== MATERIAL PROVIDED ==
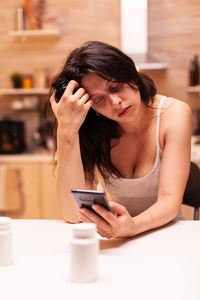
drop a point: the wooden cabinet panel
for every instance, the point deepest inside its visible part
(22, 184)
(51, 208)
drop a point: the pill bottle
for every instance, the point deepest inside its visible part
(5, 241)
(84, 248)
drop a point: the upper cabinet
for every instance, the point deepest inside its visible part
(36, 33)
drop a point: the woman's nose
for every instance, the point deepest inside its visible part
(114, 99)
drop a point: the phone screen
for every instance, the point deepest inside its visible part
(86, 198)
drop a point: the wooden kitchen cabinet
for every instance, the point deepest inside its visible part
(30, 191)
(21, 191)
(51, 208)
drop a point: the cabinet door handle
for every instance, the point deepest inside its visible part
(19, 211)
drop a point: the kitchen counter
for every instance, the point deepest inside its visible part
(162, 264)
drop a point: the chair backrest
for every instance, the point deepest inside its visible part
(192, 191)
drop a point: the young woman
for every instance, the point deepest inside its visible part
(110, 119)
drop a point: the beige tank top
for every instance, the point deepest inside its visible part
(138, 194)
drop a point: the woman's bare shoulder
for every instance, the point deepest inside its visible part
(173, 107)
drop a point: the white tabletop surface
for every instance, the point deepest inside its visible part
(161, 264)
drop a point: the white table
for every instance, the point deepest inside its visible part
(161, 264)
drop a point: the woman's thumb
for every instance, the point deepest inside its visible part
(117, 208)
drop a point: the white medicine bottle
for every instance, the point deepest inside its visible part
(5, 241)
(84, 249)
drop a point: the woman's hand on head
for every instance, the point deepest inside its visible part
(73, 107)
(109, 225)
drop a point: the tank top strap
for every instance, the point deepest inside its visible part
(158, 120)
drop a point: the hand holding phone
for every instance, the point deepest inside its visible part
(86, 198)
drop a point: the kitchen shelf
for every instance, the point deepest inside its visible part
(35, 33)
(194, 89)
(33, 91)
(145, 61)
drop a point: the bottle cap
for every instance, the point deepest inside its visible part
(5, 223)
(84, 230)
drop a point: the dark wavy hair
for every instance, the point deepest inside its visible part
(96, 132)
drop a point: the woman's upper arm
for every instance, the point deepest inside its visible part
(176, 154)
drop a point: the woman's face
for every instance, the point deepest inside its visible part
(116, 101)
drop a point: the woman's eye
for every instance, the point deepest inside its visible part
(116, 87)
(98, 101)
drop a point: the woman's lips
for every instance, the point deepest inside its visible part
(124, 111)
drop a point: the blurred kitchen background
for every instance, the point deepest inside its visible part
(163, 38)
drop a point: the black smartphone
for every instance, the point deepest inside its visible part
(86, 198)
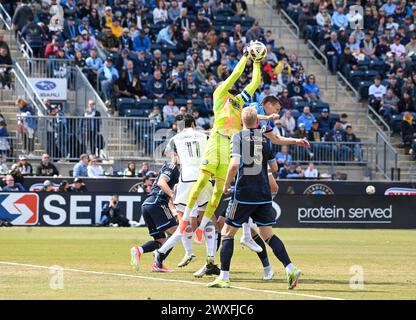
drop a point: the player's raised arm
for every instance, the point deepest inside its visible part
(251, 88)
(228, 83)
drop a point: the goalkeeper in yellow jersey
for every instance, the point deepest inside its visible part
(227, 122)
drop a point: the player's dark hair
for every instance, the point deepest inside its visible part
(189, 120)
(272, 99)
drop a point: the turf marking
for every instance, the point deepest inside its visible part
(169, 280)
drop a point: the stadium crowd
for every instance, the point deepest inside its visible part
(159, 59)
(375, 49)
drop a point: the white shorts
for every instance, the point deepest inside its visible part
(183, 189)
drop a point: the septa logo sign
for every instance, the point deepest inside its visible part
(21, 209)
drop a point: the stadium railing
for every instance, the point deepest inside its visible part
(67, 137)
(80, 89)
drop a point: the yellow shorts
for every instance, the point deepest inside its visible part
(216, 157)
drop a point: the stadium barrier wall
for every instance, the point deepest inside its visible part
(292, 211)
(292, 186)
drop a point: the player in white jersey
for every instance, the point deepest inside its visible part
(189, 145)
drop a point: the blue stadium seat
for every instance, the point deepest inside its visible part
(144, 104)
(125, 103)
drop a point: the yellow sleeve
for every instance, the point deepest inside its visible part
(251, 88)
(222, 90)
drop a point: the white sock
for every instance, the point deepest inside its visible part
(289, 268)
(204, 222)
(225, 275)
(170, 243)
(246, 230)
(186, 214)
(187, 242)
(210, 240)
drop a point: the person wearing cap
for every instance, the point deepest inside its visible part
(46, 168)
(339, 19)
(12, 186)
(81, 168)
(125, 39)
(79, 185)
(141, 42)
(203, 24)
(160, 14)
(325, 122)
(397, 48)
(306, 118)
===
**THE REQUEST:**
The records above are to be restated exactly, without their pictures.

**WRITTEN SOLUTION:**
drop a point: the wooden cabinet panel
for every instance, the point deepest inside its visible part
(22, 184)
(51, 208)
drop a point: the pill bottle
for every instance, the point deepest inside its visible part
(5, 241)
(84, 248)
drop a point: the upper cabinet
for every instance, the point deepest inside its visible part
(36, 33)
drop a point: the woman's nose
for every instance, the point deepest inside its visible part
(114, 99)
drop a point: the phone screen
for every instance, the point deepest inside its visible part
(86, 198)
drop a point: the wooden kitchen cabinet
for every instance, the point deepest inside its visible part
(30, 191)
(21, 191)
(51, 208)
drop a point: the cabinet door handle
for every instance, the point deepest inside its visible part
(19, 211)
drop a point: the kitchen counter
for every instance, the point deepest inside its visible part
(162, 264)
drop a point: the chair backrest
for every instance, the point deepest inside its visible part
(192, 191)
drop a point: the young woman
for every instance, the point deepest inside its visible part
(110, 119)
drop a point: the beige tank top
for every instance, the point deepest inside its visible part
(138, 194)
drop a point: the woman's bare shoulder
for every instance, the point deepest inside its visible part
(173, 107)
drop a point: the white tabletop surface
for every instance, the point deepest inside its visible part
(161, 264)
drop a point: the white table
for every instance, the point deepest inside its visible part
(161, 264)
drop a point: the woman's thumb
for every instance, the point deepest inside its visible part
(117, 208)
drop a point: the white medicine bottle
for every instance, the point deepest inside its visible part
(5, 241)
(84, 249)
drop a point: the woman's hand on head
for every instance, the point deepest inside its visible part
(73, 107)
(109, 225)
drop a point: the tank top strap
for every instance, the point deepest inside its visible part
(158, 120)
drop a point: the hand holding phone
for every instance, the point deepest inside its visible part
(86, 198)
drop a point: the kitchen shelf
for every instance, the point deepest inside its visible part
(35, 33)
(194, 89)
(33, 91)
(145, 61)
drop a point: the bottle cap
for every instance, the point deepest inside its visible part
(5, 223)
(84, 230)
drop a point: the dark wavy hair
for every instance, the point deepest inside its visible part
(96, 132)
drop a point: the woman's upper arm
for every instance, the point deepest inside its visible part
(176, 154)
drop a point: the woman's face
for every instance, the point deepest inside its visible part
(116, 101)
drop a point: the woman's eye
for every instance, the point deepest inside its visible part
(116, 87)
(98, 101)
drop a point: the woman's lips
for every instance, the point deepest inside its visible part
(124, 111)
drop a point: the blurred kitchen background
for every instance, the point deepest inside its visible part
(163, 38)
drop a point: the black smartphone
for every instance, the point deepest inside its visible part
(86, 198)
drop a point: the player's raised arm
for every instance, the point deepest inside its visible part
(251, 88)
(228, 83)
drop a point: the goalkeeper in yellow jersey
for every instance, the point deepest inside its visible part
(227, 122)
drop a point: the player's dark hair
for every instance, the point deepest inside its visible part
(189, 120)
(272, 99)
drop a point: the turf marking
for every instance, the point deepest inside its visible part
(169, 280)
drop a point: the stadium crowd
for every instance, the point deepest inside its visible part
(159, 59)
(375, 49)
drop a point: the white shorts
for every instance, the point deepest inside its visible part
(183, 189)
drop a point: the septa logo sign
for every instance, the point deepest inside its visible part
(21, 209)
drop a point: the stadium railing
for every instance, the point deepest inside its visible part
(67, 137)
(80, 89)
drop a point: the yellow shorts
for every instance, the point deepest inside its visible part
(216, 157)
drop a point: the stadium barrier wall
for every instance, the point deepest inside its visible part
(292, 211)
(292, 186)
drop a point: the player in white jersey
for every instance, the point deepest inside its visible part
(189, 145)
drop a point: the blue stadium seat
for every instance, the point deepest inside its visible part
(144, 104)
(125, 103)
drop a point: the yellow sleeve
for every instance, the point deepest inside its visible part
(251, 88)
(222, 90)
drop a point: the white sock
for every instance, the point deepest inside its visible part
(289, 268)
(204, 222)
(225, 275)
(170, 243)
(246, 230)
(186, 214)
(187, 242)
(210, 240)
drop a point: the person wearing cap
for every instance, the point deepest inside its visible part
(46, 168)
(339, 19)
(12, 186)
(81, 168)
(125, 39)
(79, 185)
(141, 42)
(203, 24)
(160, 14)
(325, 122)
(397, 48)
(306, 118)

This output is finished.